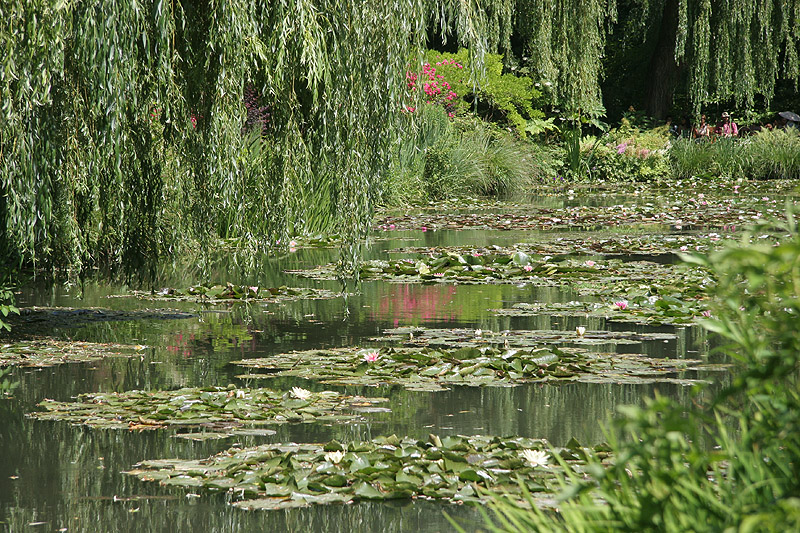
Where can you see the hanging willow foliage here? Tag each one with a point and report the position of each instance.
(124, 131)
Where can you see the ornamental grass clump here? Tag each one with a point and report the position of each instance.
(731, 463)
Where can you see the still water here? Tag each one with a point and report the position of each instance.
(56, 477)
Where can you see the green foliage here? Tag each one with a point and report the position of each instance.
(631, 154)
(766, 155)
(504, 98)
(6, 306)
(440, 159)
(121, 131)
(728, 465)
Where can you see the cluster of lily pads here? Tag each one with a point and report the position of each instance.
(652, 244)
(676, 214)
(50, 352)
(218, 409)
(232, 292)
(638, 309)
(608, 277)
(433, 369)
(453, 468)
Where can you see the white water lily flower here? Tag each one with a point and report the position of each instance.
(302, 394)
(334, 457)
(536, 457)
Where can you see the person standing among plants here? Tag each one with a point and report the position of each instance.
(727, 128)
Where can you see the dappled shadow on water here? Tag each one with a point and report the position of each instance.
(69, 476)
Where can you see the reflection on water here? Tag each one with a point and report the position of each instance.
(69, 477)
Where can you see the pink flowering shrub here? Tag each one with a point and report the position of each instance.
(631, 154)
(444, 81)
(433, 80)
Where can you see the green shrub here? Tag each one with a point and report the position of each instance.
(766, 155)
(775, 154)
(731, 464)
(440, 158)
(627, 154)
(503, 98)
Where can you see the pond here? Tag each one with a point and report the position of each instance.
(56, 476)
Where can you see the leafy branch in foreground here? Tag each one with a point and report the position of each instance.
(732, 464)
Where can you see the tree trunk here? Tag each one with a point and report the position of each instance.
(663, 67)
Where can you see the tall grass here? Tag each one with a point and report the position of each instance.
(439, 158)
(766, 155)
(725, 465)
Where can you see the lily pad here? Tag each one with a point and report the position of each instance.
(419, 336)
(51, 352)
(454, 468)
(612, 277)
(212, 409)
(433, 369)
(32, 321)
(639, 309)
(231, 293)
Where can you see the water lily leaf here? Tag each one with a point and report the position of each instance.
(227, 409)
(368, 492)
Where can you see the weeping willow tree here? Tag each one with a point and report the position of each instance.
(128, 129)
(124, 132)
(713, 51)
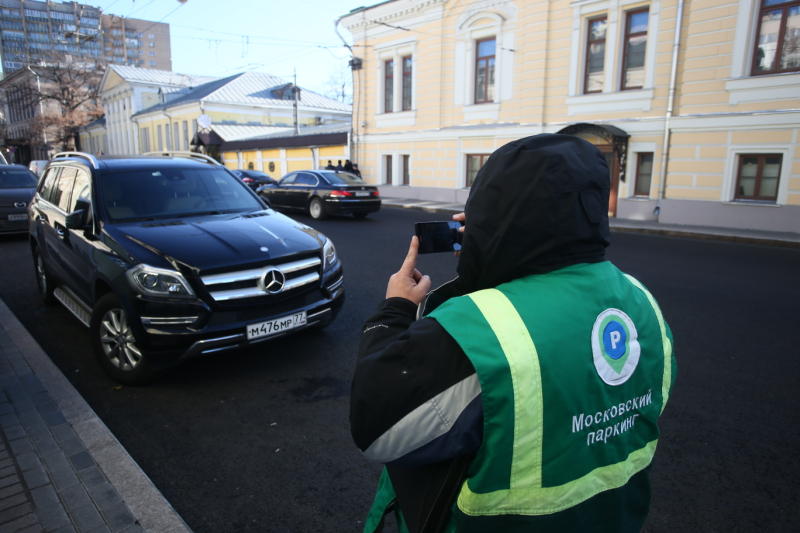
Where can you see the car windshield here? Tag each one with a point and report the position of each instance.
(16, 178)
(343, 178)
(165, 193)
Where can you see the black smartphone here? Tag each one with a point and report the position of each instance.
(440, 236)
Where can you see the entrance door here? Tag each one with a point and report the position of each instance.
(613, 167)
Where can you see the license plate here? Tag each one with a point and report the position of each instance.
(275, 326)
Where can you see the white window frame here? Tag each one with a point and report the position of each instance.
(396, 51)
(732, 168)
(634, 149)
(468, 34)
(612, 98)
(742, 87)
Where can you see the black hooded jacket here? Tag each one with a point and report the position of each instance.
(537, 205)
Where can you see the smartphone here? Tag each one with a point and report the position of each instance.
(440, 236)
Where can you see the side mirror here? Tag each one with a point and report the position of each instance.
(79, 218)
(76, 219)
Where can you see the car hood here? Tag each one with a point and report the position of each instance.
(207, 243)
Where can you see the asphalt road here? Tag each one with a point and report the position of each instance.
(258, 440)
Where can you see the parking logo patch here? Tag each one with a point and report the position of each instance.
(615, 347)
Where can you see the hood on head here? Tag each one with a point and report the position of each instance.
(538, 204)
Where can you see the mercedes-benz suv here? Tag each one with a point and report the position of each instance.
(170, 256)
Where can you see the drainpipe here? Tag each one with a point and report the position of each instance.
(673, 77)
(41, 108)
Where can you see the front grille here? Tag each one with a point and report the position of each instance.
(249, 283)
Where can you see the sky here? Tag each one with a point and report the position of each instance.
(223, 37)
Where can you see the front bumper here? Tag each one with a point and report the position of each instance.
(347, 206)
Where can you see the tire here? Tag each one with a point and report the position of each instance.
(316, 209)
(43, 279)
(115, 345)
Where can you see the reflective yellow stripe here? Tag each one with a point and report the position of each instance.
(526, 379)
(667, 379)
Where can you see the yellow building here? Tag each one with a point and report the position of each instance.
(695, 104)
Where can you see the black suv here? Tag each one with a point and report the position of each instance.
(171, 256)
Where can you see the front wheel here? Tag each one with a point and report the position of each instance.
(115, 345)
(316, 209)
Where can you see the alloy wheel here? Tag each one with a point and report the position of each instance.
(315, 209)
(117, 340)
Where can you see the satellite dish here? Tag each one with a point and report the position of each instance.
(204, 121)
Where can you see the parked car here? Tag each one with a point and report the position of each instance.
(37, 166)
(323, 192)
(166, 257)
(254, 178)
(17, 185)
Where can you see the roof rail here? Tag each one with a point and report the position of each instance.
(188, 155)
(89, 157)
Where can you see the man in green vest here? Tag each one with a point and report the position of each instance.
(525, 394)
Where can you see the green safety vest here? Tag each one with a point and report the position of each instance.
(570, 415)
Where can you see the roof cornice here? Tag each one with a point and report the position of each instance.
(370, 17)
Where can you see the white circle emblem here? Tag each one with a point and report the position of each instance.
(615, 346)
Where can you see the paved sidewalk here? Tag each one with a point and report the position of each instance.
(636, 226)
(61, 469)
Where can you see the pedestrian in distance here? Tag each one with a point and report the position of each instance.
(525, 394)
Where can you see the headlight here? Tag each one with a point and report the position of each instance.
(152, 281)
(329, 255)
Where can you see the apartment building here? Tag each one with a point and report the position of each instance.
(696, 105)
(32, 31)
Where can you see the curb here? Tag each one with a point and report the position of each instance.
(145, 501)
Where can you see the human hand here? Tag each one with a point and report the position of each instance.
(408, 282)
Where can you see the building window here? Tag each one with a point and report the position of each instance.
(644, 173)
(594, 78)
(406, 170)
(758, 176)
(146, 139)
(387, 169)
(388, 85)
(168, 136)
(406, 89)
(474, 164)
(484, 70)
(777, 47)
(635, 47)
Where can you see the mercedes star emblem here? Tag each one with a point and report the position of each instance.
(273, 281)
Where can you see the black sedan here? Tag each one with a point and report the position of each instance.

▶ _Work required_: Retype the entries above word for word, minus any images.

▶ _Answer to the problem_:
Where can you see the hanging willow foliage here? Tag each one with a point and report the position of each instance.
(124, 131)
Where can you see the ornamental grass clump here? Tag each one with a point and report the position of each instance.
(731, 463)
Where can you see the still water here? Tag each one with a point and report the position of each instance.
(56, 477)
Where can you see the green foliage here? Tag each one with a point and report the position of each instance.
(631, 154)
(766, 155)
(504, 98)
(6, 306)
(440, 159)
(121, 131)
(728, 465)
Where can you see the cluster of lily pads here? Tag each one with a point and report the position of each instance.
(652, 244)
(676, 214)
(50, 352)
(218, 409)
(232, 292)
(638, 309)
(608, 277)
(433, 369)
(453, 468)
Where can you see the white water lily flower here? Tag each one with a point and report the position of each instance.
(302, 394)
(334, 457)
(536, 457)
Where can you see the person standing among plants here? Tag each one with a point and report the position of each instance.
(727, 128)
Where can you see the dappled shadow on water here? Tag each one with a point and report the position of each instance.
(69, 476)
Where can you see the reflection on water here? Tag each one with a point and report the position of each instance.
(69, 477)
Where can you see the pink flowering shrub here? Tag each one with a point and report the position of each instance.
(631, 154)
(444, 81)
(433, 80)
Where can you see the green shrub here? Tag each one with a point and report the position of each instance.
(766, 155)
(775, 154)
(731, 464)
(440, 158)
(627, 154)
(503, 98)
Where can you see the pond here? Tag each one with a point and report the position of each instance.
(56, 476)
Where can you see the leafy branch in foreground here? Tag each one with a point and report the position of each instance.
(732, 464)
Where can you see the tree trunk here? Tag each one with a point and report the position of each instance.
(663, 67)
Where can you see the tall grass here? Tag each one with a point and report the position of each instance.
(439, 158)
(766, 155)
(725, 465)
Where can you see the lily pad here? Tag each one with a point and report the position of each instance.
(419, 336)
(51, 352)
(454, 468)
(612, 277)
(212, 409)
(433, 369)
(32, 321)
(639, 309)
(231, 293)
Where can you see the water lily leaf here? Tag each one with a point and report the position of each instance.
(227, 409)
(368, 492)
Where can you see the weeping willow tree here? Tag each one with a point and report the position of each instance.
(128, 129)
(124, 132)
(713, 51)
Where can you see the car windshield here? Tag each one with a point and report the position of each instance.
(16, 178)
(343, 178)
(165, 193)
Where can you see the black smartphone here? Tag each one with a point and report the position of each instance.
(440, 236)
Where can you see the entrance door here? Tag each one with a point and report the position of each instance.
(613, 167)
Where can you see the license plate here? Tag each one with a point and report the position of each instance.
(275, 326)
Where can you see the white window frame here? Tag each one with a point and report the position of each instance.
(396, 51)
(732, 168)
(634, 149)
(468, 34)
(612, 98)
(742, 87)
Where can you see the black hooded jacket here? Tag each one with a point and report the position of each instance.
(537, 205)
Where can you see the smartphone here? Tag each one with a point and report the position of each instance.
(440, 236)
Where can you see the side mirror here? Tag each one with a point and report the position of each instance.
(79, 218)
(76, 219)
Where can you see the car hood here? Tag each one with a point and report the position of each instance.
(207, 243)
Where can you see the asphalt road here? Tag each one with a point and report the position of each instance.
(258, 440)
Where can you see the parking logo patch here? Tag each one with a point and report the position of each instance.
(615, 347)
Where can you see the hood on head here? Tag each one with a point and report the position of each instance.
(538, 204)
Where can you see the mercedes-benz suv here? Tag each one with a point and report the position of each instance.
(170, 256)
Where can you see the drainpipe here? Tag each one with a point and report the position of each instance.
(673, 77)
(41, 108)
Where can you see the front grille here? Tag each one with a point and report the position of each instance.
(249, 283)
Where can you see the sky here? Tag each one with a point and report the position of each instance.
(223, 37)
Where can you see the front bumper here? Tag each one with a point and report the position of each instance.
(347, 206)
Where can you see the tire here? Tag each one with a point and report the position of each instance.
(316, 209)
(43, 279)
(115, 345)
Where can you see the reflective yellow stripe here? Tag each one with a point and report the position of each instance.
(526, 379)
(667, 379)
Where can you see the yellow building here? Tag each one with a point and report the position of each instance.
(695, 104)
Where can you see the black suv here? Tag each one with a point and report the position of each instance.
(171, 256)
Where can you see the front wheel here? Tag each one with a point and report the position of each instance.
(115, 345)
(316, 209)
Where can you see the alloy wheel here? Tag each one with a point and report the position of each instance.
(315, 209)
(117, 340)
Where can you see the satellite dish here? Tag each one with a point and report the position of each instance.
(204, 121)
Where can you see the parked car here? Tag each one with a point and report the position of each instance.
(37, 166)
(323, 192)
(166, 257)
(254, 178)
(17, 185)
Where can you see the roof rail here? Tag each one with a point and report the position of each instance.
(188, 155)
(89, 157)
Where can you see the man in green vest here? Tag each one with a point and report the position of each instance.
(525, 394)
Where can you see the green safety vest here? Tag each one with a point and report the position of each instance.
(570, 415)
Where can you see the roof cornice here? Tag each one with a point and report the position of each instance.
(370, 17)
Where can you see the white circle emblem here? Tag each one with a point and report the position of each instance.
(615, 346)
Where can you see the paved sidewalk here? Tag each one with a point and report the position of each instance.
(636, 226)
(61, 469)
Where can you see the pedestrian in distance here? Tag each one with a point and report the position of each instance.
(525, 394)
Where can you see the headlight here? Tag each one with a point and report the position of each instance.
(152, 281)
(329, 255)
Where can you see the apartment building here? Tag each one with a point and report the position of each instance.
(696, 105)
(32, 31)
Where can you see the curb here? Tag each one with a point and report the position of each instance.
(145, 501)
Where can you see the human hand here? Tag each one with a point and report the position of each instance.
(408, 282)
Where can you see the building window here? Tag each one with a point and report the position of each instance.
(644, 173)
(594, 78)
(406, 170)
(758, 176)
(146, 139)
(387, 169)
(388, 85)
(168, 136)
(406, 89)
(474, 164)
(484, 70)
(777, 47)
(635, 47)
Where can you see the mercedes star emblem here? Tag each one with a point and report the position of each instance.
(273, 281)
Where can you see the black sedan here? Tag each one with a point and report the position of each instance.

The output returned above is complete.